ACTIVITY ▸ Where a line of the data below has the string "glass", copy that line.

SUPPLIED MATERIAL ▸
--------------------------------
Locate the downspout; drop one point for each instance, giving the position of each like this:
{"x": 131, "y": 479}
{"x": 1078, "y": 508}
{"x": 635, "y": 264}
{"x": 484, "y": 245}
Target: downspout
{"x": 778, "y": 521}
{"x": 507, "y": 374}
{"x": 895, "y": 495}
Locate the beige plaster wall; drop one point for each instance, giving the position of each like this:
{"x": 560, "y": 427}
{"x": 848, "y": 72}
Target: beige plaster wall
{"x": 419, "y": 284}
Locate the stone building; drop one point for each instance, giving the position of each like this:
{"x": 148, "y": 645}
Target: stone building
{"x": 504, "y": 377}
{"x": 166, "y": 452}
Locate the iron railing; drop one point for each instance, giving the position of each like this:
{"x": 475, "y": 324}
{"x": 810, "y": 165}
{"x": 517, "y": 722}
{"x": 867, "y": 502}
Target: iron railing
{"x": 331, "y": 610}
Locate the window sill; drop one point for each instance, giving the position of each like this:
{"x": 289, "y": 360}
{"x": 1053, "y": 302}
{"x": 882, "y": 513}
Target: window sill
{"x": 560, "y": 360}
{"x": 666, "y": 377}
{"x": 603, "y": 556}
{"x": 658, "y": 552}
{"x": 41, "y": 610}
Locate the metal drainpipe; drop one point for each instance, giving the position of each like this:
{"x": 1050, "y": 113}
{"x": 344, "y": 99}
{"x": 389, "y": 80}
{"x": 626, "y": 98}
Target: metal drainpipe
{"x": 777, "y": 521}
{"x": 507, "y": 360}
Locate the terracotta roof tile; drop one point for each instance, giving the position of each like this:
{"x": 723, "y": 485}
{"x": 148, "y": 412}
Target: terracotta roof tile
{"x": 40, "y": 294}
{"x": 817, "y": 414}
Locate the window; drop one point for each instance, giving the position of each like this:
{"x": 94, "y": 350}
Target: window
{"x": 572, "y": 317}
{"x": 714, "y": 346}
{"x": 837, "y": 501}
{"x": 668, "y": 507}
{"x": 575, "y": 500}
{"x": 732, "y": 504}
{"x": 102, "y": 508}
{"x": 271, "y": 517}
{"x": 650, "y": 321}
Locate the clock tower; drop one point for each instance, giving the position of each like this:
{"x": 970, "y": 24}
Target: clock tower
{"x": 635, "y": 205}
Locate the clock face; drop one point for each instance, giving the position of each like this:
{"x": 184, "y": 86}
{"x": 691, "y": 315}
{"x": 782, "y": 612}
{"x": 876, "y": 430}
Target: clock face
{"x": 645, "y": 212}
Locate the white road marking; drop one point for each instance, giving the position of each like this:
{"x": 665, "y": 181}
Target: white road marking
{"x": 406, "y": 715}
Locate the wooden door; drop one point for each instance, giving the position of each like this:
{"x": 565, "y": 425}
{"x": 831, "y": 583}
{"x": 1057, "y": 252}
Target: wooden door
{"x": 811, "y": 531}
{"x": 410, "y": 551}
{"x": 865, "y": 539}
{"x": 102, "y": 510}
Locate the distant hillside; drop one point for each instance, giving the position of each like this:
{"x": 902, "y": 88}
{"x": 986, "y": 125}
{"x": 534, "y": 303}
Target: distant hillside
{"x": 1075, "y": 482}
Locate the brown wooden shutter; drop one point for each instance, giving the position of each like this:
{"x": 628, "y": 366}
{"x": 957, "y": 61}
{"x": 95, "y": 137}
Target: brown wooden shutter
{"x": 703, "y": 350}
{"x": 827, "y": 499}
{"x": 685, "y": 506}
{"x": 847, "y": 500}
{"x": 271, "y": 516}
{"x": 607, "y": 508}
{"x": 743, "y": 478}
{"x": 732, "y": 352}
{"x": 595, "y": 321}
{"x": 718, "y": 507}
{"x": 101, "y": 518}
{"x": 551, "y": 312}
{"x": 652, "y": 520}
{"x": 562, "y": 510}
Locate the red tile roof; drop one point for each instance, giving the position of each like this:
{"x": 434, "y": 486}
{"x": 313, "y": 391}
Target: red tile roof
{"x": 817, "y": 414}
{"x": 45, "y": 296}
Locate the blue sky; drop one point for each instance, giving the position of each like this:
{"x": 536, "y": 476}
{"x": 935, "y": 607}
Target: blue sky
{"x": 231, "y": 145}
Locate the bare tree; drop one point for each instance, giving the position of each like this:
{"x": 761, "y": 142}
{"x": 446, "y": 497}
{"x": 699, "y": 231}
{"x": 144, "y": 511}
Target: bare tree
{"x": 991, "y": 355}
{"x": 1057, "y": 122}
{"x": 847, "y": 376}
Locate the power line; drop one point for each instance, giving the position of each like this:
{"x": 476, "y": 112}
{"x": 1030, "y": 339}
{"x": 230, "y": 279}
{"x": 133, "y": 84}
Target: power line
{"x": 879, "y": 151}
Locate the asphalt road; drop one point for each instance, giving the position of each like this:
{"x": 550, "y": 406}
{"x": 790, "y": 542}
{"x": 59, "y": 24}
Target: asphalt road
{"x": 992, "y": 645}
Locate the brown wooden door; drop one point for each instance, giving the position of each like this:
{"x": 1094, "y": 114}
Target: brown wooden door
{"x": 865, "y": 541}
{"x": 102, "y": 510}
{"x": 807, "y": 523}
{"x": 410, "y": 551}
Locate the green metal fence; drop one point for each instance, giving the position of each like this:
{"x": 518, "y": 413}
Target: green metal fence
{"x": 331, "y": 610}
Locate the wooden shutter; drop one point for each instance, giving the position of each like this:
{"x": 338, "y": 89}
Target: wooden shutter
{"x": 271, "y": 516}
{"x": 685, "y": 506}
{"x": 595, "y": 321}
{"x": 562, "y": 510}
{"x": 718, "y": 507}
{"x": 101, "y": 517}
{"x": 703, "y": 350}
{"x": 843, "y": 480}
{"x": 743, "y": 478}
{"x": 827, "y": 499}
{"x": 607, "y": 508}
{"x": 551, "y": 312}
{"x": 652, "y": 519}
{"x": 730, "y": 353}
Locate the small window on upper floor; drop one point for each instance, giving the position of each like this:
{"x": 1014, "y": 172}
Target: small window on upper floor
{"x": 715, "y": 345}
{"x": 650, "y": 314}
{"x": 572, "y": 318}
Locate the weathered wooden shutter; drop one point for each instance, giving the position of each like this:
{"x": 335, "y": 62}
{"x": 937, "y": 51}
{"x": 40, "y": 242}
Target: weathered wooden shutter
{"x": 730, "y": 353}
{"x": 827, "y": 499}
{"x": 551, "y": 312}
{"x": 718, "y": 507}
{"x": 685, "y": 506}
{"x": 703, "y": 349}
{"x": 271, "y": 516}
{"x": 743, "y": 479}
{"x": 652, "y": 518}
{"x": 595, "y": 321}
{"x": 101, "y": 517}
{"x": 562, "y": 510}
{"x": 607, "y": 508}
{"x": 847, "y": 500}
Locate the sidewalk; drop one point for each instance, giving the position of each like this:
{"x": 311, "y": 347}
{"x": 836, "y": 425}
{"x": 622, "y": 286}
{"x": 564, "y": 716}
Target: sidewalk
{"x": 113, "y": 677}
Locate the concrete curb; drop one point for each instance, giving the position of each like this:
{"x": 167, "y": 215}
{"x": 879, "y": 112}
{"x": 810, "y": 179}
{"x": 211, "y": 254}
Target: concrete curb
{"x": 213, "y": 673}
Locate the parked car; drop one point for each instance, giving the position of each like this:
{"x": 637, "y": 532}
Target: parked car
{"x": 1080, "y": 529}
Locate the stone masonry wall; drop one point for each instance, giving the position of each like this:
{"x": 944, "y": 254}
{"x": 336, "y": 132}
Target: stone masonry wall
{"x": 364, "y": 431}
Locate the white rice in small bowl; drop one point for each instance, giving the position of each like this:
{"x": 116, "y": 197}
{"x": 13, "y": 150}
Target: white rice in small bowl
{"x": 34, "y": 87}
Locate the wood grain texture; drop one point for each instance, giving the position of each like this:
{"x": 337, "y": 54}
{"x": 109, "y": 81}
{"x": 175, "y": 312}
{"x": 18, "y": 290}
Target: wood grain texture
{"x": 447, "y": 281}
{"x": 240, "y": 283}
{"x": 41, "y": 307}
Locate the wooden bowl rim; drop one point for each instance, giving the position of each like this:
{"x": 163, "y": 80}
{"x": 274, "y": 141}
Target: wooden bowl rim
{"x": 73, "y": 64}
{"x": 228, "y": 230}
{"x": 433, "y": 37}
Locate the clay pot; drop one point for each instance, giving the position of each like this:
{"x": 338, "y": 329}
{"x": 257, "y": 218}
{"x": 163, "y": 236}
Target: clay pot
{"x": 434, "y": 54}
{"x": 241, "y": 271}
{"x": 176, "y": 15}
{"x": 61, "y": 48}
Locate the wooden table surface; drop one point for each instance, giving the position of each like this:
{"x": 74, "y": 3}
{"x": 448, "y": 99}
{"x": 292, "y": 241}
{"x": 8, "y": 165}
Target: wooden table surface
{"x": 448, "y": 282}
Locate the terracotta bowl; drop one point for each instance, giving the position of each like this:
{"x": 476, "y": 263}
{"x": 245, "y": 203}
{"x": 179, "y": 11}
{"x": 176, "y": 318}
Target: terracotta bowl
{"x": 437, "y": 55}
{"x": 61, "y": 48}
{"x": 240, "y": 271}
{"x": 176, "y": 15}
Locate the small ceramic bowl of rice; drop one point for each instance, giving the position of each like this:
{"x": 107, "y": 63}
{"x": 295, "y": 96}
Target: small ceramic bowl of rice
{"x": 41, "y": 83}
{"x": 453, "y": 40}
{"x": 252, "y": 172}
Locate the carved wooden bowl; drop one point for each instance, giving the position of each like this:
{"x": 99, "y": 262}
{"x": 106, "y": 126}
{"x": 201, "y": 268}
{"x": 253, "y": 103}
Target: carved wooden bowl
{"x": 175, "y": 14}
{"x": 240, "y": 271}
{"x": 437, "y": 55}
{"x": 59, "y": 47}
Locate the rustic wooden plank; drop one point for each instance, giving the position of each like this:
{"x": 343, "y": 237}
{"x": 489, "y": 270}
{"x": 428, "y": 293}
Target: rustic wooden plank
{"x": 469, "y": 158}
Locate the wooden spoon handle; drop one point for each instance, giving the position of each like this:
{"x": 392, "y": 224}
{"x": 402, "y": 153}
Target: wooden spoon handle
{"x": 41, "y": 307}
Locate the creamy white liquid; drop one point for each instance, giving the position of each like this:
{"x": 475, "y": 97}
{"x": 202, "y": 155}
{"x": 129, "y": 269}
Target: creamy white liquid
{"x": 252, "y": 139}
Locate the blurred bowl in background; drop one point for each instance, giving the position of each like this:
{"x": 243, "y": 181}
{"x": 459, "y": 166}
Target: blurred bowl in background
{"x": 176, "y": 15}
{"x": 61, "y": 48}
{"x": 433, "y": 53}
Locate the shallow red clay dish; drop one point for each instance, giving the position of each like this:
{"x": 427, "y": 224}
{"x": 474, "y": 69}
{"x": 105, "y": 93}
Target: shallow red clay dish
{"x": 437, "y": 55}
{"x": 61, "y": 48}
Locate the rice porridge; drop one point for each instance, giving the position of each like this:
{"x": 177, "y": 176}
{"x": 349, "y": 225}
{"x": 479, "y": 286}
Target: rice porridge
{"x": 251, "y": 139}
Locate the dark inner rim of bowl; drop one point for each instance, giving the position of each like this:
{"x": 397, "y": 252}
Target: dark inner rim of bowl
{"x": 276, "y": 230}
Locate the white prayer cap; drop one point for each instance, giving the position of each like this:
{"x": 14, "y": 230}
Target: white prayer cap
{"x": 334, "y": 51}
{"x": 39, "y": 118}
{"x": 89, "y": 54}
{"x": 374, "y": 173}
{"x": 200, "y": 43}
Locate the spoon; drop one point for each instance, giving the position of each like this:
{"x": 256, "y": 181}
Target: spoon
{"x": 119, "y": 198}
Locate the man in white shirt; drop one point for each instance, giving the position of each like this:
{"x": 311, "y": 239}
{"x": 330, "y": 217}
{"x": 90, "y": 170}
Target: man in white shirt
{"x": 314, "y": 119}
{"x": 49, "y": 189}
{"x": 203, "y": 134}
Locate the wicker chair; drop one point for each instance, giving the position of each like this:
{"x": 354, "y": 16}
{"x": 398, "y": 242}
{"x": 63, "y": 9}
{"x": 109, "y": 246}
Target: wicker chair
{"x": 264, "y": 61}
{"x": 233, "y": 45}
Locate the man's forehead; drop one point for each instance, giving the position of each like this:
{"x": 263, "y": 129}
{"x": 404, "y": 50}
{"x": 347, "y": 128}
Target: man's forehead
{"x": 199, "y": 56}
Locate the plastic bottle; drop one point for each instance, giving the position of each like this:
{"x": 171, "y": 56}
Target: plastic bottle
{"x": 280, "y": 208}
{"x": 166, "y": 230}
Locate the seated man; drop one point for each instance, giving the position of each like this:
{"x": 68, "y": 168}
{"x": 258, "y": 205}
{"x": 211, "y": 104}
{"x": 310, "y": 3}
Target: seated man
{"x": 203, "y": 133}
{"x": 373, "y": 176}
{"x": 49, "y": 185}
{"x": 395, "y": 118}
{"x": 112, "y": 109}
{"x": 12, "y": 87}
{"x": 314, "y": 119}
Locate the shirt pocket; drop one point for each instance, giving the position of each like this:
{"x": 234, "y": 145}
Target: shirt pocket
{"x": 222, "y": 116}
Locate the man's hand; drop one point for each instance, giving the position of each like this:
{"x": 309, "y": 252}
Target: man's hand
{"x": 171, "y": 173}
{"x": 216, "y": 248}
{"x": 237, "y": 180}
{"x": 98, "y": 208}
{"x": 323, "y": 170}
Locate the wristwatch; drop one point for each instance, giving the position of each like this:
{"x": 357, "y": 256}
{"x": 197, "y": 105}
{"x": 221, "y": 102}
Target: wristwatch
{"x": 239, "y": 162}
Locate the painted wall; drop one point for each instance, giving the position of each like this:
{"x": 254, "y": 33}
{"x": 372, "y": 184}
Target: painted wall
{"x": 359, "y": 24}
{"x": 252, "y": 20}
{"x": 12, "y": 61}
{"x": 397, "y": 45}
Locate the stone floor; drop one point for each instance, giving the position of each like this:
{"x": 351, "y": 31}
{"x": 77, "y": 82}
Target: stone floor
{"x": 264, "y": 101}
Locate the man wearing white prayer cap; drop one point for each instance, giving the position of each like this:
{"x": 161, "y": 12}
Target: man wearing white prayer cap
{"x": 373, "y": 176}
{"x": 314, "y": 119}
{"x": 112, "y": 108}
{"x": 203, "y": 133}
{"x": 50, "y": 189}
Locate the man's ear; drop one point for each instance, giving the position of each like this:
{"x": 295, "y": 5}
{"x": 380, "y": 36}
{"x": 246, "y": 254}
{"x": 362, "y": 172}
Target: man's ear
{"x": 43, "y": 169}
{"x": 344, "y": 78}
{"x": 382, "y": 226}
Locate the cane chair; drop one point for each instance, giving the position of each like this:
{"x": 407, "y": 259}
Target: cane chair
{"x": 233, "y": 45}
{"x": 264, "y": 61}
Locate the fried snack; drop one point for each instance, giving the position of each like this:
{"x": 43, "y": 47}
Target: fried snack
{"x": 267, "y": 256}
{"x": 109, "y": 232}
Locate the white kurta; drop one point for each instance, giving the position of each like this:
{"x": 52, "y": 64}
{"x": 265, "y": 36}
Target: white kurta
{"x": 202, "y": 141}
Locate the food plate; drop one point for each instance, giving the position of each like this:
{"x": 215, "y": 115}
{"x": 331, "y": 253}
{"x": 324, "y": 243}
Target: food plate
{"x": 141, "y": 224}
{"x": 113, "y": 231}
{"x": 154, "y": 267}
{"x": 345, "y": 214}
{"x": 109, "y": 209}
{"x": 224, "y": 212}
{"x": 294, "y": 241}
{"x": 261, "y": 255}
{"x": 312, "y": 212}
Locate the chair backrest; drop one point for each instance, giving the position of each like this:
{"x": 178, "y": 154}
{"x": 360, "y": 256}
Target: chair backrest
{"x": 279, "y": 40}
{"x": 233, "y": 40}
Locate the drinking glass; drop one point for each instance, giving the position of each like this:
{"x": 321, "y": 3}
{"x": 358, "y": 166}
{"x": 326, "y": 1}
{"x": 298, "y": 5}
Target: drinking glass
--------------------------------
RESULT FOR THIS TASK ▸
Locate the drinking glass; drop one point for each instance, giving the position of each like this:
Target: drinking glass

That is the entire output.